» **Problem to solve**
Identify all lines of the data containing the string "white" and copy them.

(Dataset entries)
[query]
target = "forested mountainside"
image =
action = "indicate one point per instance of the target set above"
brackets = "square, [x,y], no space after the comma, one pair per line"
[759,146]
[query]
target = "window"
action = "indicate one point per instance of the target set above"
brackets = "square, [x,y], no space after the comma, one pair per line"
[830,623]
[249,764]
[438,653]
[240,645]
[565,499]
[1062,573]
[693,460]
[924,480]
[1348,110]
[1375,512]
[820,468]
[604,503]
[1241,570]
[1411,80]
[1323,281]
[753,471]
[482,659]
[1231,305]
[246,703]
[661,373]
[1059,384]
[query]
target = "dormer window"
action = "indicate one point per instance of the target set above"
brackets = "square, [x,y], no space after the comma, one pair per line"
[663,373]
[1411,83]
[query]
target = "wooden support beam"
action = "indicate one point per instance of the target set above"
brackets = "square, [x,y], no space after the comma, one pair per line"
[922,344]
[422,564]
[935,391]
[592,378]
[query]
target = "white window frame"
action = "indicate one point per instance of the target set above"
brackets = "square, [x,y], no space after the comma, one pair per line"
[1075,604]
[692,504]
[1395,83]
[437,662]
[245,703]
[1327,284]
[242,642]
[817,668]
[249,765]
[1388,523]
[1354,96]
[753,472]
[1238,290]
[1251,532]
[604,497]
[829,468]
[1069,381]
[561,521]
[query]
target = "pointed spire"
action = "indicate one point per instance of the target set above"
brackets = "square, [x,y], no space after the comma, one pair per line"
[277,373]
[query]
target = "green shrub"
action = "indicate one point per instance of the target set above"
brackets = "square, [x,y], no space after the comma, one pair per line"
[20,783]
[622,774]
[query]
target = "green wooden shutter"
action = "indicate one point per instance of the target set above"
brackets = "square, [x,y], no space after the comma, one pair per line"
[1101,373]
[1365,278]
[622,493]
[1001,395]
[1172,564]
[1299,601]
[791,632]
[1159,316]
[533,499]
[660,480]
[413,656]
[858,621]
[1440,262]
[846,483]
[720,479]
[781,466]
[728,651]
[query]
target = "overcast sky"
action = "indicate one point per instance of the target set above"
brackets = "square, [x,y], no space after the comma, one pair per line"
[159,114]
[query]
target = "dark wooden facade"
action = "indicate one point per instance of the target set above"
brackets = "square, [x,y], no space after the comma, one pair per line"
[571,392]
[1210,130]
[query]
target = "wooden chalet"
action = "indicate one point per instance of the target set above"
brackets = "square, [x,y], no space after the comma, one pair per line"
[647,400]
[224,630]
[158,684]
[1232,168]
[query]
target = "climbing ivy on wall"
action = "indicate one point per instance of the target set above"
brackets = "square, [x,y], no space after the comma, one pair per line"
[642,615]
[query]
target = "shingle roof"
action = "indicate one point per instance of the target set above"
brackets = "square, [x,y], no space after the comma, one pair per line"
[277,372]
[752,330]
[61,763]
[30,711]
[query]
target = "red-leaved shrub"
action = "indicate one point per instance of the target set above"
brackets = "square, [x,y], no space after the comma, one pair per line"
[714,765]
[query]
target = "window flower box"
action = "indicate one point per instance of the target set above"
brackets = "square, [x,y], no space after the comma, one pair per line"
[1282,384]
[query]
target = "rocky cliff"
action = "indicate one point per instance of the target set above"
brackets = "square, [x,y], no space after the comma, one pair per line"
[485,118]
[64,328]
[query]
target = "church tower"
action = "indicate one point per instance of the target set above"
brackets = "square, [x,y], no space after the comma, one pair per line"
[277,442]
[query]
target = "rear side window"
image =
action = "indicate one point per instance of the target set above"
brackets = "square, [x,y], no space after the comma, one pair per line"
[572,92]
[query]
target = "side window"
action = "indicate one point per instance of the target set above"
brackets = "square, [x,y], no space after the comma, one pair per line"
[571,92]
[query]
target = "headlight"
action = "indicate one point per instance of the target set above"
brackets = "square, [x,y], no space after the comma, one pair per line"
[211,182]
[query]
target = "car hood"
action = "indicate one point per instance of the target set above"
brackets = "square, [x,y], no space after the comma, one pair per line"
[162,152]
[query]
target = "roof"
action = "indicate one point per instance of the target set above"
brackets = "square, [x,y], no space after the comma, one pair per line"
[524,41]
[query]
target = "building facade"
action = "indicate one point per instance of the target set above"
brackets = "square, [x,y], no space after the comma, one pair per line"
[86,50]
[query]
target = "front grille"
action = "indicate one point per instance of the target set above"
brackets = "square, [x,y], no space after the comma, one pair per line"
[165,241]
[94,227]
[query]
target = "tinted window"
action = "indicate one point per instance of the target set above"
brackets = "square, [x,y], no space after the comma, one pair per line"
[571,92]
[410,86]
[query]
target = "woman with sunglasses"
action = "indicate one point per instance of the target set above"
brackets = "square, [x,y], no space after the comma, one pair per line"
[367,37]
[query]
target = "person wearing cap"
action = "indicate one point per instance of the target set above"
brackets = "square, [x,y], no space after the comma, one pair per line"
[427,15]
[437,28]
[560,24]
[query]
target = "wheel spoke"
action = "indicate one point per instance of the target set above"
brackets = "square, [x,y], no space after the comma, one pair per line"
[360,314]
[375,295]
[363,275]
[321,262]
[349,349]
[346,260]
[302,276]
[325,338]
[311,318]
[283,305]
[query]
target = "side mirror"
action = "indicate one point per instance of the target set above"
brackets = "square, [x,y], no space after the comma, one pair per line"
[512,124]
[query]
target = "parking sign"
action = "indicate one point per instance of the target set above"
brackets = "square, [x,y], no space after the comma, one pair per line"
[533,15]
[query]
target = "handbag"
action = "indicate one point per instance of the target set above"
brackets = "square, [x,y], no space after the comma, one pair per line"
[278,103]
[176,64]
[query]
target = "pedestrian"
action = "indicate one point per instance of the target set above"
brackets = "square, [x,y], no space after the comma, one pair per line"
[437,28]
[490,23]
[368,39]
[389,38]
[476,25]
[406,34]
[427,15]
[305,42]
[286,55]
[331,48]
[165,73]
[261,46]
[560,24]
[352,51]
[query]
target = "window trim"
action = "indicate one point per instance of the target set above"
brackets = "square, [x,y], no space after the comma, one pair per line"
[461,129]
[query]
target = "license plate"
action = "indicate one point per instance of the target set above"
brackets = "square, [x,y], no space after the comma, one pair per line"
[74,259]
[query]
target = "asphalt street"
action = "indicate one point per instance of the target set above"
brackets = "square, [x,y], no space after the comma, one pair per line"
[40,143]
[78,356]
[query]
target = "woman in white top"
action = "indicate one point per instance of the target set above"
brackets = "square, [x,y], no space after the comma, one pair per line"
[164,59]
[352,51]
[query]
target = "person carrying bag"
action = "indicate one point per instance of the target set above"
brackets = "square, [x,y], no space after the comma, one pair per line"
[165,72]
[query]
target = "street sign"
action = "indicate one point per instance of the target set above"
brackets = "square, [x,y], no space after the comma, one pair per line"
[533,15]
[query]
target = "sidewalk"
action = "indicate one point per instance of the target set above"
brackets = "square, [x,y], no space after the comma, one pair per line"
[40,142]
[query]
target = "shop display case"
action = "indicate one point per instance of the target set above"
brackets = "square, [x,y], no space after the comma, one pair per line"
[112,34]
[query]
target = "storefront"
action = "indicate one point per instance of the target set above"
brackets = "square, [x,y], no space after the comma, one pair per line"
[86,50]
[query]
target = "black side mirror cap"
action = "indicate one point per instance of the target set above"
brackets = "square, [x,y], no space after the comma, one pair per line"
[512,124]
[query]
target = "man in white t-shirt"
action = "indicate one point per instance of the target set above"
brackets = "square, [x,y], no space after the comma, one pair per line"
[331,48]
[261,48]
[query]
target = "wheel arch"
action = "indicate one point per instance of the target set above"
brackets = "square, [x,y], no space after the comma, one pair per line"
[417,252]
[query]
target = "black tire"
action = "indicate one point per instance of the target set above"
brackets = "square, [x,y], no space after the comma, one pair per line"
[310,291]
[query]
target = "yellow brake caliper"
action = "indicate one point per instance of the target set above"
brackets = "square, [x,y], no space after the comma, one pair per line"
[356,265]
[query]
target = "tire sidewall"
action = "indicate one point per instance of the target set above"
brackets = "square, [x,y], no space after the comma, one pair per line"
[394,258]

» **Solution for this task**
target = "white window frame"
target = "woman in white top"
target = "man in white t-shirt"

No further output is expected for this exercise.